▶ _EXERCISE REQUIREMENTS_:
Reproduce word for word the part of the items below that begins at the line containing "Target: green object on table" and runs through the end of the items. Include both ends and nothing else.

▶ _Data listing_:
>> Start

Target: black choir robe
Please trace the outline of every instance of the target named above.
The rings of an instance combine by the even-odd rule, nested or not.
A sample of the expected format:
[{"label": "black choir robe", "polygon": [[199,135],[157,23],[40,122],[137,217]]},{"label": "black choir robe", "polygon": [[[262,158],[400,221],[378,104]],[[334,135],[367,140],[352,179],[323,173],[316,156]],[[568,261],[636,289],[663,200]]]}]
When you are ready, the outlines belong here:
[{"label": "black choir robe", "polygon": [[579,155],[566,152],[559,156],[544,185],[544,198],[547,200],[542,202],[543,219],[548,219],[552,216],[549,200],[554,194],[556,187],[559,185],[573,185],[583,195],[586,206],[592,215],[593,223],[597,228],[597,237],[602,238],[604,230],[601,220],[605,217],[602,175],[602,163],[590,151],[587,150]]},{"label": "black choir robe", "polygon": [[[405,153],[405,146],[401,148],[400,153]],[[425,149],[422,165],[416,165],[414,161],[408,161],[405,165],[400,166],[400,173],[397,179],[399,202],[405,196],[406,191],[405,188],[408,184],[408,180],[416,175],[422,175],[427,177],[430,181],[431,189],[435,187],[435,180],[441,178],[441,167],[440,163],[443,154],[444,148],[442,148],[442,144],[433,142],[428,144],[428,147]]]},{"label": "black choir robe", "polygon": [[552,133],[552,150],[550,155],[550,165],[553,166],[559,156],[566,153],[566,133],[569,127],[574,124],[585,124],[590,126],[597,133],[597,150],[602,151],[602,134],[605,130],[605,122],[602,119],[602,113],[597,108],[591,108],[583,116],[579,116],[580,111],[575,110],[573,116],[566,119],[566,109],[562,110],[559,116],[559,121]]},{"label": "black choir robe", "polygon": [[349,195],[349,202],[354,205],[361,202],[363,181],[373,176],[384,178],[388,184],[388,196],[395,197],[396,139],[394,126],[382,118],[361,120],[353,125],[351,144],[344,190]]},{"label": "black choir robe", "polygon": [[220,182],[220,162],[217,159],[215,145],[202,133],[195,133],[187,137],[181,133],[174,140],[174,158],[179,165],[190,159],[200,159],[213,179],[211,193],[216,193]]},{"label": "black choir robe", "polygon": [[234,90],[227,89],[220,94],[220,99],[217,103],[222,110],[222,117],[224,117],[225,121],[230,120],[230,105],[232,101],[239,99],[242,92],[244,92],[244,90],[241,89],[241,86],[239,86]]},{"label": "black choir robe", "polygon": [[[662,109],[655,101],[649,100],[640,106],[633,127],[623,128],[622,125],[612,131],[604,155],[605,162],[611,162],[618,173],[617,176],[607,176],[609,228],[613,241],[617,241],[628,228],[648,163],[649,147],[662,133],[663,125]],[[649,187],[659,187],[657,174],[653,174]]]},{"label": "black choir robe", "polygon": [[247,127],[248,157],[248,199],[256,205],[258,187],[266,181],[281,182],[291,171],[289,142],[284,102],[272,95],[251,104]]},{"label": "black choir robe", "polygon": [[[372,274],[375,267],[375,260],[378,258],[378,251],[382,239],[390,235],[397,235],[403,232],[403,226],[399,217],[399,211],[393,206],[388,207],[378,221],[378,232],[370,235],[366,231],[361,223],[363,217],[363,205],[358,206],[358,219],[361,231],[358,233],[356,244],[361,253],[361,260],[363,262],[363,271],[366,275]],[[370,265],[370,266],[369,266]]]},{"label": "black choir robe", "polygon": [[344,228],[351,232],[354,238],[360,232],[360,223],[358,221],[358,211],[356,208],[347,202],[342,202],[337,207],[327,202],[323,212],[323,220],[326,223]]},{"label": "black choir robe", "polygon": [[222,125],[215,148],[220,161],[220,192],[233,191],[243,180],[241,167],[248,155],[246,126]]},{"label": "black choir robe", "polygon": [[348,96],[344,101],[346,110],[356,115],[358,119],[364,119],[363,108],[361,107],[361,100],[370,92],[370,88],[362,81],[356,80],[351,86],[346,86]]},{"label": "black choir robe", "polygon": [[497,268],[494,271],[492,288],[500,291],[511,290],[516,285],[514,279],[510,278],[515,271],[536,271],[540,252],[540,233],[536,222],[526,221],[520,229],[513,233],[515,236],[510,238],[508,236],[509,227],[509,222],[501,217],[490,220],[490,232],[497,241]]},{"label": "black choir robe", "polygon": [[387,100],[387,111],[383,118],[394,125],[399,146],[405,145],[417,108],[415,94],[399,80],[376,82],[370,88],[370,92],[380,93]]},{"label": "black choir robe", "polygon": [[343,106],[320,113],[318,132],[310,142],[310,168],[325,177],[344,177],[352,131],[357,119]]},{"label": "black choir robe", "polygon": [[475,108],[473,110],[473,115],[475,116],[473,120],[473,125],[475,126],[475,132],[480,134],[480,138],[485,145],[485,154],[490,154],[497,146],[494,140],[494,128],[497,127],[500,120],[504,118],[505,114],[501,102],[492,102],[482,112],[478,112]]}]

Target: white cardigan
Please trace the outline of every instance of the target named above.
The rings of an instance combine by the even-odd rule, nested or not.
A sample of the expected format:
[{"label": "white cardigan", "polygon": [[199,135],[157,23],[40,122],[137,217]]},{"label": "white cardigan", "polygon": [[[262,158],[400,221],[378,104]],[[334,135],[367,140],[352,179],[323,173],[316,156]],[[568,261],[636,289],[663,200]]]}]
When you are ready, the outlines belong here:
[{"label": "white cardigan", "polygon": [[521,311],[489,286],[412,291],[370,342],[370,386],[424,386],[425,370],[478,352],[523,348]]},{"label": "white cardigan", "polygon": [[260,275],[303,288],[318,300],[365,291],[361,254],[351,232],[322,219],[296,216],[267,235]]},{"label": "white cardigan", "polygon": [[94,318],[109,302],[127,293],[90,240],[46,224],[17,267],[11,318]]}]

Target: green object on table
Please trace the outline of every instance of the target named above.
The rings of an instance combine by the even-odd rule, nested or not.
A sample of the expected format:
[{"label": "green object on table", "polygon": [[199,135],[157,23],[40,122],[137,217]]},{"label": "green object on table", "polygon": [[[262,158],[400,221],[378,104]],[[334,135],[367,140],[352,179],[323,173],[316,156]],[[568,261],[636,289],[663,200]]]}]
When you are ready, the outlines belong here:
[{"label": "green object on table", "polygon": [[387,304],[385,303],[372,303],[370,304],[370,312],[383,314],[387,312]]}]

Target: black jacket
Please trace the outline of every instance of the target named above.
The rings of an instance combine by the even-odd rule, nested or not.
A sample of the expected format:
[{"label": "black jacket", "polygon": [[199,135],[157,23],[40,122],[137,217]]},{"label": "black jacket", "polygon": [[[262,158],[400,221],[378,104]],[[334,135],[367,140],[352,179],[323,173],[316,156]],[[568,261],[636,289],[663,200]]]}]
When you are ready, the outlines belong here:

>> End

▶ _EXERCISE ANSWER_:
Target: green object on table
Please trace the outline of every instance of the target named above.
The rings of an instance combine by the even-odd rule, nested or not.
A sample of the expected format:
[{"label": "green object on table", "polygon": [[199,135],[157,23],[40,122],[137,217]]},{"label": "green object on table", "polygon": [[[262,158],[400,221],[378,104]],[[334,135],[367,140],[352,179],[323,173],[316,156]],[[568,261],[636,289],[663,200]]]}]
When you are ready, the outlines belong here:
[{"label": "green object on table", "polygon": [[387,304],[385,303],[372,303],[370,304],[370,312],[383,314],[387,312]]}]

Target: black jacket
Please trace the outline of every instance of the target named above.
The rings of an instance combine by the even-odd rule, nested or not.
A sample of the expected format:
[{"label": "black jacket", "polygon": [[199,135],[157,23],[40,122],[137,217]]},{"label": "black jacket", "polygon": [[[262,158],[400,221],[378,104]],[[334,135],[367,140],[352,179],[323,173],[316,156]],[[568,261],[636,289],[663,200]]]}]
When you are ready, the outlines belong here:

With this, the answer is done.